> **REQUIRED WORK**: Rewrite the entries from the very start through the line that contains "positive clicks: (147, 133)", replacing "rough mask" with "coarse mask" and keeping everything else as is.

> **EXERCISE DATA**:
*** Begin section ***

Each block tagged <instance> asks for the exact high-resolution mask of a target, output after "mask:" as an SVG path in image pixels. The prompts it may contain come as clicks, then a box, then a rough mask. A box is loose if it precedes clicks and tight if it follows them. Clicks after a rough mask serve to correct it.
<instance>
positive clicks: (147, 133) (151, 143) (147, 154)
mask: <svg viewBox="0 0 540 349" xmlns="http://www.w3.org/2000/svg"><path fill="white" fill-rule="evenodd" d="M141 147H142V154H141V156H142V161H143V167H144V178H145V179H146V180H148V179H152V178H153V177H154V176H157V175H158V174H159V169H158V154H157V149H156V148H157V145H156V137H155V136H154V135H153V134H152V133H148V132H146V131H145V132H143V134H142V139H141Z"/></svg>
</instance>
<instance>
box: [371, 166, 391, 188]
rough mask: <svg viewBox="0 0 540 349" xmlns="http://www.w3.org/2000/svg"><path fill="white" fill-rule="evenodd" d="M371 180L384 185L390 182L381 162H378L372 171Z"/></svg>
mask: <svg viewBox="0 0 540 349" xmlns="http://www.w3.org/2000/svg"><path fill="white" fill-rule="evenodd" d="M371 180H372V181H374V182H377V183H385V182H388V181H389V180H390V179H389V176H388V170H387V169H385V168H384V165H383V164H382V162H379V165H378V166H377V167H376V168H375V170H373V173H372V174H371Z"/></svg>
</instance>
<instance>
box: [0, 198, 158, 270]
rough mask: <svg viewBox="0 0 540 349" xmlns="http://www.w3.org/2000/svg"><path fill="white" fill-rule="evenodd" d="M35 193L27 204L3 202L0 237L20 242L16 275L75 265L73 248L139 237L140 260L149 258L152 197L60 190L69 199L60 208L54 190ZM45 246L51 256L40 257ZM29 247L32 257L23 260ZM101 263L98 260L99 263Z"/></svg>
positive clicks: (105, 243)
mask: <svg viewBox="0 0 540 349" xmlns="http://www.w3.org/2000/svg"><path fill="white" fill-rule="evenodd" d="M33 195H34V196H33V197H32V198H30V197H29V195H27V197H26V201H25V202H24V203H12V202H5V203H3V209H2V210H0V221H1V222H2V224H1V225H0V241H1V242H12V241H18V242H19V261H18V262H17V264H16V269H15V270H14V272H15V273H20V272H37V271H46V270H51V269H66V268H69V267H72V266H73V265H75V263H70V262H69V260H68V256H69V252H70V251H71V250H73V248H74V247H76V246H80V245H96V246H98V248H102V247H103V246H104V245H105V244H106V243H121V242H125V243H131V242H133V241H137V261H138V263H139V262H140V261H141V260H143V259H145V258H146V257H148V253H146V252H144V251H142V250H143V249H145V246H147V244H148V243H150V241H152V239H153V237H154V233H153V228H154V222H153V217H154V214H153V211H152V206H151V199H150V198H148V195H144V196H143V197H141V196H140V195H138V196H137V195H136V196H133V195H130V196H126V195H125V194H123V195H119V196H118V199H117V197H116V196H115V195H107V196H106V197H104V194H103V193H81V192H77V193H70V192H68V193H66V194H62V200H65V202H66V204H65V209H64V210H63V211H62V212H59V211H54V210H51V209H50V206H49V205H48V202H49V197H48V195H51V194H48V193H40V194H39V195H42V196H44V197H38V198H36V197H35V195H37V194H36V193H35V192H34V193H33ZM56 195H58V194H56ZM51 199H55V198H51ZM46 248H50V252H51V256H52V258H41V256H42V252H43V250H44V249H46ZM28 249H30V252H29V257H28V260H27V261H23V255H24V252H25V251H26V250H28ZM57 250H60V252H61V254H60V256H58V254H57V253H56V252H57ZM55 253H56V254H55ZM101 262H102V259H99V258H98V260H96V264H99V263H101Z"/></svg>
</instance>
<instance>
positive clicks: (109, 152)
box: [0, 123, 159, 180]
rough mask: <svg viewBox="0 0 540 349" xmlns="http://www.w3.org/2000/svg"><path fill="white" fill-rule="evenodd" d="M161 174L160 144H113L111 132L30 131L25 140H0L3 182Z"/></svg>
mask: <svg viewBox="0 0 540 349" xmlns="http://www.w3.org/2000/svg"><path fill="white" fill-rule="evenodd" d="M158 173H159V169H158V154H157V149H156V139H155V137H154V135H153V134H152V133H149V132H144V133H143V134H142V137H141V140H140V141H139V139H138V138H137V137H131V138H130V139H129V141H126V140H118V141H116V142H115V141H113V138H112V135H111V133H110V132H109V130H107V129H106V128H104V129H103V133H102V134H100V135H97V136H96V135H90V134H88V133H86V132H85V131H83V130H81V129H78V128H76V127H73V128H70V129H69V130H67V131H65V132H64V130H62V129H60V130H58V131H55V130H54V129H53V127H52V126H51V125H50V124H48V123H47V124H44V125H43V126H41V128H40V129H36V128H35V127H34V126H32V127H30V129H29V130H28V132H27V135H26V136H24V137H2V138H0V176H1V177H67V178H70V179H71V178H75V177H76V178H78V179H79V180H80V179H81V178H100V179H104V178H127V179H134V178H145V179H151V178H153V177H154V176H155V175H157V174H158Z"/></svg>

*** End section ***

> **WRITTEN ANSWER**:
Each block tagged <instance> asks for the exact high-resolution mask of a target, output after "mask:" as an SVG path in image pixels. The prompts it may contain come as clicks, then a box, then a coarse mask. A box is loose if it precedes clicks and tight if it follows them. Clicks after a coarse mask serve to correct it.
<instance>
positive clicks: (147, 133) (151, 143) (147, 154)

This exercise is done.